[Point-per-instance localization data]
>>>>>

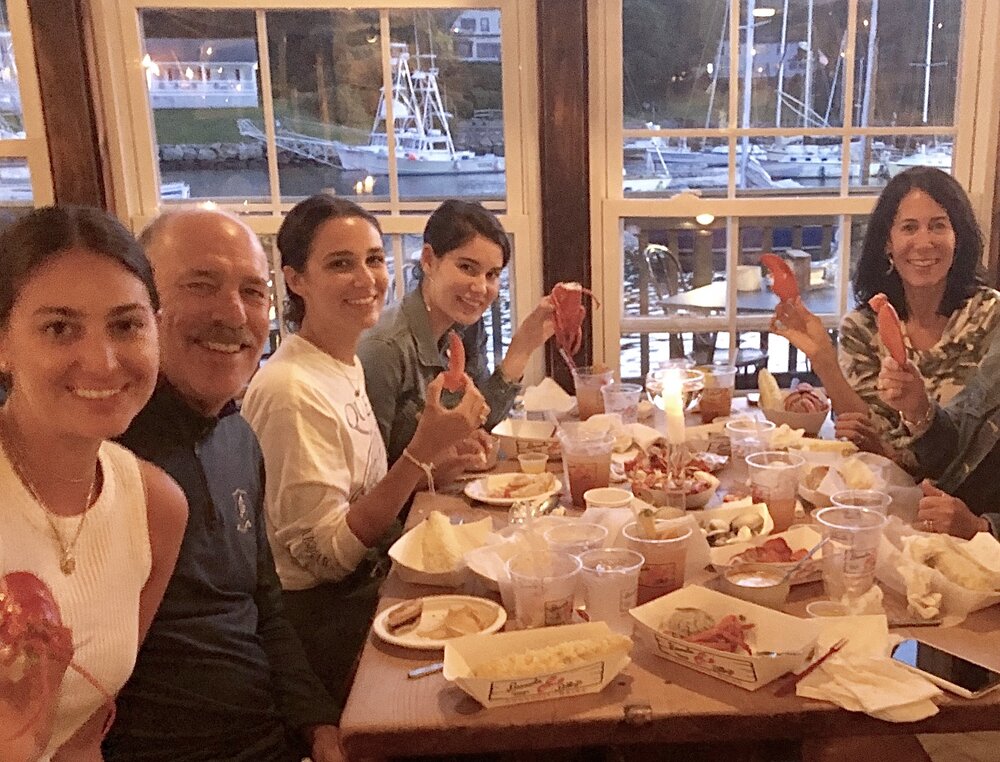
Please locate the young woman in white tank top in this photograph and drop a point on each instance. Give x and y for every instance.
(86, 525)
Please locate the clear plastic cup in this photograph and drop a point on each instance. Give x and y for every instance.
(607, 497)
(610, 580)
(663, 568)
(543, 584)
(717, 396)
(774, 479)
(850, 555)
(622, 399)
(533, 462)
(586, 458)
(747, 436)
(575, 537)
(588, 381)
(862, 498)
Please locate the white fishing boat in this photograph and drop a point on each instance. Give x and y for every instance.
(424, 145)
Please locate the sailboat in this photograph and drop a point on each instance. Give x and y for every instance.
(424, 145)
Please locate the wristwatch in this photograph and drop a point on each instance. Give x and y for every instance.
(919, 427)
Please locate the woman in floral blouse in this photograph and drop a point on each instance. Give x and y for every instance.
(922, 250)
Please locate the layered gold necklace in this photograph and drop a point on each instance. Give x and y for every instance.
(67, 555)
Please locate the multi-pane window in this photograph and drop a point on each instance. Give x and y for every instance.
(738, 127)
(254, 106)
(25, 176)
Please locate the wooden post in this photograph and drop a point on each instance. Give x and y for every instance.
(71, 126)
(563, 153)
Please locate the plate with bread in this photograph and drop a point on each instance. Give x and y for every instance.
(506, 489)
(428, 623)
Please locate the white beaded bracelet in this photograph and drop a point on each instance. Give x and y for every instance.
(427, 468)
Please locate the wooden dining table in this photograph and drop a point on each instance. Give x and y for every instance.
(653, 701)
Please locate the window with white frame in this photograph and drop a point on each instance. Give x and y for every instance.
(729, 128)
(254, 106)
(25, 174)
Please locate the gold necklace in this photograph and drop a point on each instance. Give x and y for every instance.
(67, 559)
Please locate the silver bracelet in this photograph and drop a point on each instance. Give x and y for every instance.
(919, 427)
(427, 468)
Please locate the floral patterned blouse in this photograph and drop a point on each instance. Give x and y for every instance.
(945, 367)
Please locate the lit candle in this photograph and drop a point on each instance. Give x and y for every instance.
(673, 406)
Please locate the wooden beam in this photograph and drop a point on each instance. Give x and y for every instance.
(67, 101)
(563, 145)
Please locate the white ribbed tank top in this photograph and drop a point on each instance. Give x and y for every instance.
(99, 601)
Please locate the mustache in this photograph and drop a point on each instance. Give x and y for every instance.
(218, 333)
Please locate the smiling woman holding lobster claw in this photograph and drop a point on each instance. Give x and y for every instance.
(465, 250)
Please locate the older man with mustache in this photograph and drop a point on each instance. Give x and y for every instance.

<<<<<

**EXERCISE OBJECTIVE:** An exact, image-free transcription of all the records above is needed.

**SOLUTION TO THIS PROBLEM:**
Please locate the young woman in white tank top in this photograph and drop a point on each instance. Give x and y for every instance.
(86, 525)
Please locate the clear plastic cup in this photograph and drop a point on each instance. Give x and y for every instance.
(607, 497)
(610, 580)
(663, 568)
(543, 584)
(717, 396)
(774, 479)
(850, 555)
(622, 399)
(533, 462)
(586, 458)
(747, 436)
(575, 537)
(588, 381)
(862, 498)
Please locate the white fishing boat in this photograph and drop a point on each instance. Give x and y for every instance.
(424, 145)
Please locate the sailboat in this photograph and drop a point on each instance. Give x and y for every instance.
(424, 145)
Please locate the wristwatch in this photograph and drop a point on each instance. Give x and y for every instance.
(919, 427)
Please locate the woman in floral blouse in this photograph and drop a point on each instance. Give x and y for every instance.
(922, 250)
Please locate the layered gold necklace in this photograph and drop a point on each instance. Give x and y for every instance.
(67, 555)
Please locate the multi-pane window in this photograph and drop a point on each instance. Give x and y for every instance.
(738, 127)
(254, 106)
(25, 176)
Please locate the wooden post in this photograph and drop a point on each instance. Give x and y for every instance.
(71, 126)
(563, 153)
Please locate the plate with bread in this photograph and drop a point on each instance. Give x and y for every instance.
(506, 489)
(428, 623)
Please locate the white beaded bracelet in this photograph and drop a point on each instance. Give x and y for every instance.
(427, 468)
Please locate the wooden dining table in this photograph and drop a point on each instance. Give x and y for every instance.
(653, 701)
Please locate the window with white frame in this photograph and drop a point on each instance. Give x and y for every instance.
(729, 128)
(254, 106)
(25, 174)
Please locate the gold necklace in this photograph and drop a point on each instance. Give x and y for every instance.
(67, 559)
Please locate the silver bracelet in this photograph and drop a point on each instance. Give x and y for every instance.
(919, 427)
(427, 468)
Please locate the floral patterned blouse in this photograph and drop a point on each instance. Give x and y for every instance.
(945, 367)
Please locate the lit candle in this photograph and drop a point on each instance. Give x and y for every instance.
(673, 406)
Please locate the wooden beam in this photograph and drop a point on each instance. Give x and y for every instance.
(67, 101)
(563, 145)
Please locate the white ribbed tank top in this photograph and drop a point on each instance. Give x and y for every instance.
(99, 601)
Please locate the mustache in this photograph and drop a point on each instance. Give x and y for every instance.
(218, 333)
Please locate the smiling woman holding lobster claw in this photograph and drop a point on each instance. Give x and y for every instance.
(465, 250)
Please locate the older man with mustache in this photograph and drop a point on each instance. Give x and y for every instance.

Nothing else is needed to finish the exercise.